Return the entries below line for line without any changes, but leave the pictures out.
## start MATERIALS PROVIDED
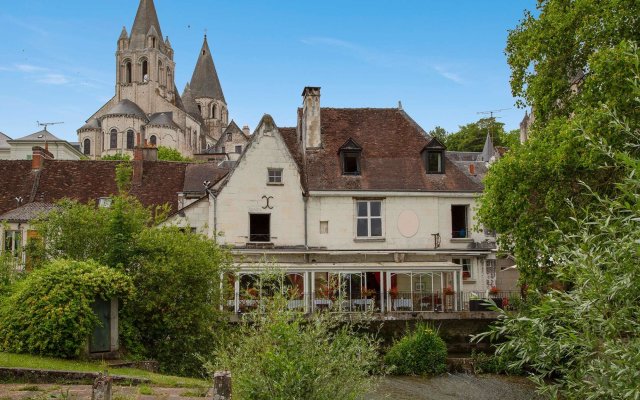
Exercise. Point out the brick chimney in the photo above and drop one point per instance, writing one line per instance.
(140, 155)
(38, 156)
(311, 118)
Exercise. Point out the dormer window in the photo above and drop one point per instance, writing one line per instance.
(350, 153)
(433, 157)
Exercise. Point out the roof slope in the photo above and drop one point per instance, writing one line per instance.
(391, 154)
(87, 180)
(204, 81)
(146, 18)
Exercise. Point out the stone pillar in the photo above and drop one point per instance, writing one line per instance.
(222, 385)
(102, 388)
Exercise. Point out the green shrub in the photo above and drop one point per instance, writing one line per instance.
(417, 353)
(49, 312)
(285, 355)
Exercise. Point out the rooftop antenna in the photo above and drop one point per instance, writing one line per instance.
(491, 116)
(45, 124)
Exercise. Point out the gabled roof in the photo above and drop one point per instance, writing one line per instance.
(126, 107)
(146, 18)
(39, 136)
(162, 119)
(391, 154)
(27, 212)
(204, 81)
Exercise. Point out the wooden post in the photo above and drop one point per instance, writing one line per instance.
(102, 388)
(222, 385)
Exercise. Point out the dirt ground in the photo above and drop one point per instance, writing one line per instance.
(82, 392)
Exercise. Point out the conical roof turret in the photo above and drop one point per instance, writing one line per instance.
(205, 82)
(146, 18)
## end MATERIALS PROVIDED
_WRITTEN SOLUTION_
Exercise. Point out the brick chimney in the photo above and drop one point per instance, writing one line per instance.
(140, 155)
(38, 156)
(311, 118)
Exercise. Point out the dormer window in the photo above and drop one point per instance, writing one line per instance.
(350, 153)
(433, 157)
Exercise. Point out the roof slope in the photo above and drop one point per instance, writing one line per instance.
(391, 154)
(87, 180)
(204, 81)
(146, 18)
Exercise. Point out the stone pillar in the photo above and drop one point per instance, writing one line per instance.
(222, 385)
(102, 388)
Exercise. Point out the green shrub in the photo above and drop one point per instance, writing one line per instance.
(417, 353)
(49, 312)
(285, 355)
Exercise. Point out the rooftop antenna in the photo above and drop one point per instance, writing one line per instance.
(491, 116)
(45, 124)
Exercise. Point out the gabled roof in the photo above and drop one point per instance, writing one line per instance.
(126, 107)
(146, 18)
(39, 136)
(162, 119)
(391, 154)
(27, 212)
(204, 81)
Exercise. Point out the wooden post in the photo above and drop one point per instance, writing one line per instance.
(102, 388)
(222, 385)
Exercise. Point out the dirt ground in the photo above and drop one point per instance, writing one line per instance.
(82, 392)
Exercise. Point out the conical roof turret in the photo above and drop one point per instance, writing one line per instance.
(205, 82)
(146, 18)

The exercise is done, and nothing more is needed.